** START OF Material for the task **
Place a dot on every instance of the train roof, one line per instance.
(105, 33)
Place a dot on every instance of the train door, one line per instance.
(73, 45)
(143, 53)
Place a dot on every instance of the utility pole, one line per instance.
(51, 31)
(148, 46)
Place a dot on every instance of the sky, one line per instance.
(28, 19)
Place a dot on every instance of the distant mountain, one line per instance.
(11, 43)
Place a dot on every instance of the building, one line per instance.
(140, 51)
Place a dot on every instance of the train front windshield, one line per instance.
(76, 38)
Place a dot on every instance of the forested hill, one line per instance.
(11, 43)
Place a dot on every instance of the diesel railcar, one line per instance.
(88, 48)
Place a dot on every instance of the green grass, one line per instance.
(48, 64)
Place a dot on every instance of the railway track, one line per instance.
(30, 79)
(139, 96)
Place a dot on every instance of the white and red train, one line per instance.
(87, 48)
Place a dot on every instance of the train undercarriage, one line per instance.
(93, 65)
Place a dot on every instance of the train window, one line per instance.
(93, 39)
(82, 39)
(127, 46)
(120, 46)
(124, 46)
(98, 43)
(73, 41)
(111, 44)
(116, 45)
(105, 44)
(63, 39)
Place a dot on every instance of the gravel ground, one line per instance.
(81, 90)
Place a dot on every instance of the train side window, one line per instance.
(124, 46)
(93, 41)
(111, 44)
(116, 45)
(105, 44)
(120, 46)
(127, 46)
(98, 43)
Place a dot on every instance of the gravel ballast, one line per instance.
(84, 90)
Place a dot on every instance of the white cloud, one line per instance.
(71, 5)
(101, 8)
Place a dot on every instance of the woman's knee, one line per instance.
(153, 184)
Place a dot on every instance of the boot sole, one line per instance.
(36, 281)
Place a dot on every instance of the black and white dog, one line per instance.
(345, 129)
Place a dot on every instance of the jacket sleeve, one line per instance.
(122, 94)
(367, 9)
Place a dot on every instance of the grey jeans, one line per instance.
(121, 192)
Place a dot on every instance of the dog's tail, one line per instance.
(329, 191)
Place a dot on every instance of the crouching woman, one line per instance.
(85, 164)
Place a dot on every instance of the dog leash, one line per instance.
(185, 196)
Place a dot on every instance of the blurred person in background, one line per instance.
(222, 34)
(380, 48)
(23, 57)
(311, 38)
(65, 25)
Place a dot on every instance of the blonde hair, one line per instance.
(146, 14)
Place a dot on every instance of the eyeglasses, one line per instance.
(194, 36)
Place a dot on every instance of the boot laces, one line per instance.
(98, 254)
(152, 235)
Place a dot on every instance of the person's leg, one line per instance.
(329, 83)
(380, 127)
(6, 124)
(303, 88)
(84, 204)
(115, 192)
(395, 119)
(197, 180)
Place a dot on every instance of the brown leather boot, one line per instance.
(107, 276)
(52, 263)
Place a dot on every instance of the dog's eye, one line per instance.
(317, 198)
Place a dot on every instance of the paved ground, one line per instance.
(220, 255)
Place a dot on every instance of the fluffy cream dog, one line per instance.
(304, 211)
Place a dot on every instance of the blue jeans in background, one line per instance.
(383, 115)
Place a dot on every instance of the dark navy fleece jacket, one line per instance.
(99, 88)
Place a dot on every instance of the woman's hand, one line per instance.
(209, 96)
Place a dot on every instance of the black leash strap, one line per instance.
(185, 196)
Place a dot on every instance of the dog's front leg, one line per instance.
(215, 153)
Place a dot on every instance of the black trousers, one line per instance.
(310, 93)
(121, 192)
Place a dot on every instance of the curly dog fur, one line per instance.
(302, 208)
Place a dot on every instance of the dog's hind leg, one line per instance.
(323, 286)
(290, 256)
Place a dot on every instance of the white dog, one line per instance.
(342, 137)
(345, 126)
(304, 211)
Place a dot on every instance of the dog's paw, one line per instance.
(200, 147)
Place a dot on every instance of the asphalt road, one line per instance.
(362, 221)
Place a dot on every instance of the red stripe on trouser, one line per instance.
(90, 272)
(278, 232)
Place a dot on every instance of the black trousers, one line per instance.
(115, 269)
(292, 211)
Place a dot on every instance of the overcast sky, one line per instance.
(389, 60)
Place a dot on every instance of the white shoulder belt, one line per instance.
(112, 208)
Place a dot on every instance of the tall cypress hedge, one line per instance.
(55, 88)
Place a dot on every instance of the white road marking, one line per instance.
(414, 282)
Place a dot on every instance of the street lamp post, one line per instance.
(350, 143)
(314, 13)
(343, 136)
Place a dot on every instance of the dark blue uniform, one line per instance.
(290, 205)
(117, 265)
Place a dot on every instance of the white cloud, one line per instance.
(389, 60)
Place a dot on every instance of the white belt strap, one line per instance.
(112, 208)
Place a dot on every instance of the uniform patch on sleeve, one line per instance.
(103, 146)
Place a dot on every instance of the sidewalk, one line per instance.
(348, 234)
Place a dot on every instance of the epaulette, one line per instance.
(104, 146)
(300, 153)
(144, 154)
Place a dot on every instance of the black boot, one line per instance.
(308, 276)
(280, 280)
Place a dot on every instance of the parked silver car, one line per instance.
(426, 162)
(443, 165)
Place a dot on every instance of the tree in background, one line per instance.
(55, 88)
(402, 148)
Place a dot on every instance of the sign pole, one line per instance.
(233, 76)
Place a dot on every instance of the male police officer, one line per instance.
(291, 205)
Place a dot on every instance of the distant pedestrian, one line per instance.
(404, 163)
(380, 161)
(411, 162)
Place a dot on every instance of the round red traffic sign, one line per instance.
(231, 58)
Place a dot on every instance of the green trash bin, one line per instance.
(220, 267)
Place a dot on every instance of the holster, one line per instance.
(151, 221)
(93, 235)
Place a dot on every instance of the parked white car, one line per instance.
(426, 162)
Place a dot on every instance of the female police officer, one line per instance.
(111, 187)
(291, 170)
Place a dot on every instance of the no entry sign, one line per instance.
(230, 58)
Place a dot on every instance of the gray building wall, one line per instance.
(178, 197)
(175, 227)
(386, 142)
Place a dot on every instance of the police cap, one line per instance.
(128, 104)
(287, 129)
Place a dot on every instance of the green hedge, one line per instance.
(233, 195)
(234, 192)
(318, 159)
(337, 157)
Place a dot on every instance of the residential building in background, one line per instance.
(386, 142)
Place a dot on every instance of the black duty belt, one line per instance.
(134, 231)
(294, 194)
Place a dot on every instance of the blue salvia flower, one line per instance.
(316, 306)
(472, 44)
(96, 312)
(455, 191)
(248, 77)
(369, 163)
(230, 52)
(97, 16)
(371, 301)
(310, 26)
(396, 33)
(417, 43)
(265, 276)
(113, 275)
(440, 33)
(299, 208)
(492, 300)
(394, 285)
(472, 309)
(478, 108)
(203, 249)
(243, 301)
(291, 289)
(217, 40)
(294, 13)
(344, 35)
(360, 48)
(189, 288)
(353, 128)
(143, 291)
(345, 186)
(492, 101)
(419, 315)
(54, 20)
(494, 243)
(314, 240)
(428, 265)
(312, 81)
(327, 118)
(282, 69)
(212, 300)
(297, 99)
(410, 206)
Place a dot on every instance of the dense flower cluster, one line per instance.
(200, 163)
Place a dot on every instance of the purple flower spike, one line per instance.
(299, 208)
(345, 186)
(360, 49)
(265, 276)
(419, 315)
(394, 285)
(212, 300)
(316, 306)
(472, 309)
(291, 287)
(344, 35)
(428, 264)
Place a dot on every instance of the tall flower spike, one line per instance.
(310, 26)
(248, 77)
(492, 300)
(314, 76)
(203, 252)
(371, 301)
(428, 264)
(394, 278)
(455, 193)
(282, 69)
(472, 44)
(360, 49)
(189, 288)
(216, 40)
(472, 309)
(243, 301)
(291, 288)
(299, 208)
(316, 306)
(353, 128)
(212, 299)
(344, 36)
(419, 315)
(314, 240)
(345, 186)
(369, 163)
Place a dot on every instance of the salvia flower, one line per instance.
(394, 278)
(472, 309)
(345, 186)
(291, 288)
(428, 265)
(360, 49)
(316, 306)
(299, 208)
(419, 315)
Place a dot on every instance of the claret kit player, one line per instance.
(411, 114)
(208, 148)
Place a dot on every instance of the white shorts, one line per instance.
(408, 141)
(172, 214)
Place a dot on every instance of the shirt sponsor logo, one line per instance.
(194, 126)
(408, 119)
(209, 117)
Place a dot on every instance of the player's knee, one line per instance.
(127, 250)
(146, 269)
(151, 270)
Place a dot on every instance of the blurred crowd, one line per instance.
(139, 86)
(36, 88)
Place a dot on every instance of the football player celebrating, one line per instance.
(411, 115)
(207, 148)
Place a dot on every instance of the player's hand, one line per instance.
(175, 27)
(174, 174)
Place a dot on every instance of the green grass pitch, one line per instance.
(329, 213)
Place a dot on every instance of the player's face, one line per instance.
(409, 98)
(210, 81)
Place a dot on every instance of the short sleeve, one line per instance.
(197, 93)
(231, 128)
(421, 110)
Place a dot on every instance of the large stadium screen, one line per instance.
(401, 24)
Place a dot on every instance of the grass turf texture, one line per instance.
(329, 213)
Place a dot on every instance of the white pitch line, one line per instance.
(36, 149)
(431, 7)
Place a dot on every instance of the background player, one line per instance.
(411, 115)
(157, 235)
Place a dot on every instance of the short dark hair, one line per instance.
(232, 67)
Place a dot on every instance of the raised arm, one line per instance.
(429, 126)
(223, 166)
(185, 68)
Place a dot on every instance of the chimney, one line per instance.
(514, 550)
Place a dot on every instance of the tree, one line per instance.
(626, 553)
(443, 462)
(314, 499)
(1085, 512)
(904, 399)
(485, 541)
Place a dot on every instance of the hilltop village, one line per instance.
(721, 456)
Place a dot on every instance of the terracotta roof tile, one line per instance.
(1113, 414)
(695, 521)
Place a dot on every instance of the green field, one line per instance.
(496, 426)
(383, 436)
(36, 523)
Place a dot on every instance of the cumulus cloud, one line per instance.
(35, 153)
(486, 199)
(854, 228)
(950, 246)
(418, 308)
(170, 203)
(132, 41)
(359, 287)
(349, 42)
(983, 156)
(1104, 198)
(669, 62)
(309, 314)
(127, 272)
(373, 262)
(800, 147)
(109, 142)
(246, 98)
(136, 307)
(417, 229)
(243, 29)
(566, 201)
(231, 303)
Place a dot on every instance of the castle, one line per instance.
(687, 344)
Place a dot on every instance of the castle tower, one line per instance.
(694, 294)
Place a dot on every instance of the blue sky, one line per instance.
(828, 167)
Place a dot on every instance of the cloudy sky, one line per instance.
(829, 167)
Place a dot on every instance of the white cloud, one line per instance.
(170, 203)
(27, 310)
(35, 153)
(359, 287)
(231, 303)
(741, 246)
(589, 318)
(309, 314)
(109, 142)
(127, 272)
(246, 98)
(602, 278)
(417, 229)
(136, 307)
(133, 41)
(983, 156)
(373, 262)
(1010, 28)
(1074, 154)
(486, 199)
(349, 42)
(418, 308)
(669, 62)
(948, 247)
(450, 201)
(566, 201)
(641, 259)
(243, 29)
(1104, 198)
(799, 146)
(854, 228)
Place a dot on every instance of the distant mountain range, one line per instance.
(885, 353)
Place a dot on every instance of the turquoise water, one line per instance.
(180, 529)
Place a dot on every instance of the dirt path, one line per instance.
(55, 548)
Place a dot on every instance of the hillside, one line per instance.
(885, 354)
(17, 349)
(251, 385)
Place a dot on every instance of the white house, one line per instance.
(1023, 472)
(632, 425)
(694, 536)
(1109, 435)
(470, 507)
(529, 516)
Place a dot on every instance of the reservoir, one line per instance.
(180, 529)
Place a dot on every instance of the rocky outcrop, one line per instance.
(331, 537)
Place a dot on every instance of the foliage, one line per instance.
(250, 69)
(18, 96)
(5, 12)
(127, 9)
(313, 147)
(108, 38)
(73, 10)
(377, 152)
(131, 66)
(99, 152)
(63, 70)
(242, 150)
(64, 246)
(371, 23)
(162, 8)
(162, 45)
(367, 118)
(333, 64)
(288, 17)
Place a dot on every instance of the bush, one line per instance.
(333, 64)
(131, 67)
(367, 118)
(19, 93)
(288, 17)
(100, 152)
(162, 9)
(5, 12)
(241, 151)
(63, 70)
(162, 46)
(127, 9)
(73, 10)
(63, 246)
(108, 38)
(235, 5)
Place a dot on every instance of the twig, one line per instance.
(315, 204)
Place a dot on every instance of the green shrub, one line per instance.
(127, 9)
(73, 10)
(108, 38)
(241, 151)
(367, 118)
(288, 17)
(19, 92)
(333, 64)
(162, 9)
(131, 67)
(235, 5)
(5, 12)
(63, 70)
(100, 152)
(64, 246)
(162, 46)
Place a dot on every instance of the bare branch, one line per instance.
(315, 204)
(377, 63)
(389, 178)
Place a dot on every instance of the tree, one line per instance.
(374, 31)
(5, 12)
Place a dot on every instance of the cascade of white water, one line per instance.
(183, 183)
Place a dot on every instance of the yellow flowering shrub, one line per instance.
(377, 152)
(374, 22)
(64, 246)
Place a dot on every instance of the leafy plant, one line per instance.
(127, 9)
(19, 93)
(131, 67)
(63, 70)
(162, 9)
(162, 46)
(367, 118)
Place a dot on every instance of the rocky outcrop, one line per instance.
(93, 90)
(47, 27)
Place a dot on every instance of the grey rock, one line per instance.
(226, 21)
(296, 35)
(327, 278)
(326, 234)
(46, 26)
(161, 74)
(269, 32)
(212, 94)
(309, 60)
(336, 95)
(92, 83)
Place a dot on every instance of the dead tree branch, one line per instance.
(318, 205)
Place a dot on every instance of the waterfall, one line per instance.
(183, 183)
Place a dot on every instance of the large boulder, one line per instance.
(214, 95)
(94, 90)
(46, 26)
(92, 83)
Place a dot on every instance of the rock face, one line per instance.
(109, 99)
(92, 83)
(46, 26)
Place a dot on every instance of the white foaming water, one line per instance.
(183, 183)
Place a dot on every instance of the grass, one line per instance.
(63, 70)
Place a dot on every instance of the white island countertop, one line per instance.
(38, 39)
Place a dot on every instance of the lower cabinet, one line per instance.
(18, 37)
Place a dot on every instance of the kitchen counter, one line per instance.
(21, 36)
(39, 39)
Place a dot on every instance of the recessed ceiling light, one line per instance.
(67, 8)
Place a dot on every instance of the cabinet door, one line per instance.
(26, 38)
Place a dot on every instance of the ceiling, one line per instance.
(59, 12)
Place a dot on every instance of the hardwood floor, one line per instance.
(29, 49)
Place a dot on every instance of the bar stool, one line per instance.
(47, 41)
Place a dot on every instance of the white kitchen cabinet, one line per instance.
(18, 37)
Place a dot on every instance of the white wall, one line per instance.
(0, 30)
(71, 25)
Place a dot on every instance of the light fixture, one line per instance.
** END OF Material for the task **
* [Exercise prompt] Copy out exactly the lines running from the line with "Place a dot on every instance of the lower" to the end of the records, inclusive.

* [Correct result]
Place a dot on every instance of the lower cabinet, one line per instance.
(18, 37)
Place a dot on every instance of the kitchen counter, one line per instance.
(21, 36)
(39, 39)
Place a dot on every instance of the recessed ceiling light, one line per instance.
(67, 8)
Place a dot on every instance of the cabinet door, one line per instance.
(26, 38)
Place a dot on every instance of the ceiling, one line per instance.
(59, 12)
Place a dot on every instance of the hardwood floor, one line per instance.
(29, 49)
Place a dot on every instance of the bar stool, one line per instance.
(47, 41)
Place a dot on every instance of the white kitchen cabinet, one line per instance.
(18, 37)
Place a dot on every instance of the white wall, one line per instance.
(0, 30)
(71, 25)
Place a dot on every instance of the light fixture, one line per instance.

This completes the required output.